* **WRITTEN TASK A**: According to the passage on Lehman Engel, who conducted the music in the 1959 film version of Li'l Abner?
* **WRITTEN TASK B**: Carry on the passage about Lehman Engel from its final sentence.

* **PASSAGE PROVIDED**:
——

A. Lehman Engel (born September 14, 1910, Jackson, Mississippi - died August 29, 1982, New York City) was an American composer and conductor of Broadway musicals, television and film.

Work in theatre, television and films
Engel worked in a variety of positions on television specials. He was composer and conductor of the music for the famed 1954 television production of Shakespeare's Macbeth, starring Maurice Evans and Judith Anderson, but did not work on the 1960 remake starring the same two actors. 

He was conductor of the first (and so far, the only) television version of Leonard Bernstein's Wonderful Town (1958) (TV), as well as, in the preceding years, of the Hallmark Hall of Fame productions of Shakespeare's The Taming of the Shrew in 1956, Twelfth Night in 1957, and The Tempest in 1960, all with Maurice Evans. He also conducted the music for the Broadway musical version of Li'l Abner, but not for the 1959 film version of the show. The music in the film was conducted by Joseph J. Lilley. He also musically directed and vocally arranged the 1959 musical Take Me Along.

Engel also composed the music for the 1939 Broadway revival of Hamlet, starring Maurice Evans, as well as for the original 1948 stage production of Maxwell Anderson's Anne of the Thousand Days, starring Rex Harrison and Joyce Redman. 

In 1965, he served as the musical director for the Broadway production of La Grosse Valise (composer Gérard Calvi, lyrics by Harold Rome)

The BMI Lehman Engel Musical Theatre Workshop

Engel founded the BMI Lehman Engel Musical Theatre Workshop, a workshop in New York for musical theatre composers, lyricists and librettists. Engel also founded and personally supervised the Lehman Engel Musical Theater Workshop, originally based at the Performing Arts Center of the Los Angeles County Music Center in Los Angeles.

Lehman Engel worked as musical director for the St. Louis Municipal Opera for a number of years before moving to New York to conduct on Broadway. He won 6 Tony Awards, and was nominated for 4 more. The category for which he won and was nominated no longer exists.

——

* **SOURCE DATA**:
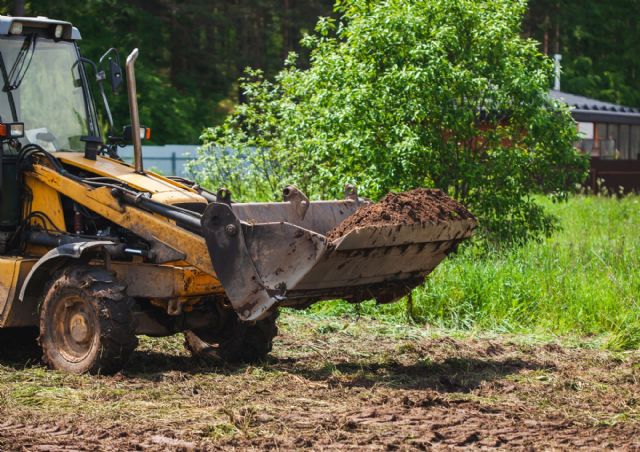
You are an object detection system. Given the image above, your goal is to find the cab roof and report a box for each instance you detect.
[0,15,82,41]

——

* **FINAL RESULT A**: Joseph J. Lilley

* **FINAL RESULT B**:
Recordings
Engel also conducted the first 3-LP version of George Gershwin's opera Porgy and Bess, a 1951 Columbia Masterworks Records album which was highly acclaimed, but did not, as advertised, really feature the complete opera. The mono recording, starring Lawrence Winters and Camilla Williams, was eventually released on CD. It was the longest Porgy and Bess album made up to that time (129 minutes), and would remain so for many years, until it was superseded in the 1970s by two complete recordings of the opera which both won Grammys.

Between the late 1940s and early 1950s, under the supervision of Columbia Records executive Goddard Lieberson, Engel conducted what were then the most complete recordings of several classic Broadway musicals of the past, many of which were appearing as albums for the first time - among them Girl Crazy (with Mary Martin performing both Ginger Rogers and Ethel Merman's old stage roles), Oh, Kay! (with Barbara Ruick as Kay and Jack Cassidy as Jimmy de Winter), Babes in Arms (again featuring Cassidy and Mary Martin), and Pal Joey (with Harold Lang in the title role and Vivienne Segal repeating her original 1940 stage role as Vera Simpson). All of these were studio recordings, not original cast albums. The Pal Joey recording was so successful that it actually led to a major, long-running revival of the show in 1952, with the same two stars who had appeared on the album, Vivienne Segal (who had also starred in the original 1940 stage production) and Harold Lang.

He also conducted what was then the most complete recording of The Student Prince (with Robert Rounseville as the Prince and Dorothy Kirsten as the barmaid Kathie) in 1952, as well as what was then the most complete recording of Oklahoma! that same year. The Oklahoma! album used Robert Russell Bennett's original orchestrations and starred Nelson Eddy as the cowboy Curly.

For RCA Victor, Engel conducted studio recordings of  Carousel in 1955 (with Robert Merrill as Billy Bigelow, Patrice Munsel as Julie Jordan, and Florence Henderson as Carrie);  and  Show Boat in 1956 (with a very politically incorrect Merrill singing the roles of both Ravenal and the black stevedore Joe, Ms. Munsel as Magnolia, and Risë Stevens as Julie La Verne). These versions were also more complete than previous recordings of these shows.

All of these recordings were eventually issued on CD and were milestones in their time for their completeness.

As author
Engel also wrote several books on musical theatre. One of them, The American Musical Theatre: A Consideration,  was perhaps the very first book to discuss in detail the writing of a Broadway musical, the elements that went into it, and the art of adapting "straight" plays into musicals.

Engel was close friends with Pablo Picasso. He also mentored Maury Yeston, who succeeded him in teaching the BMI Lehman Engel Musical Theater Workshop, Alan Menken, Stephen Flaherty, Andrew MacBean, Joseph Byrd, and Edward Kleban.

References

External links
Lehman Engel Papers at Yale University Music Library

1910 births
1982 deaths
American male composers
American male conductors (music)
Musicians from Jackson, Mississippi
LGBT composers
American LGBT musicians
LGBT people from Mississippi
20th-century American conductors (music)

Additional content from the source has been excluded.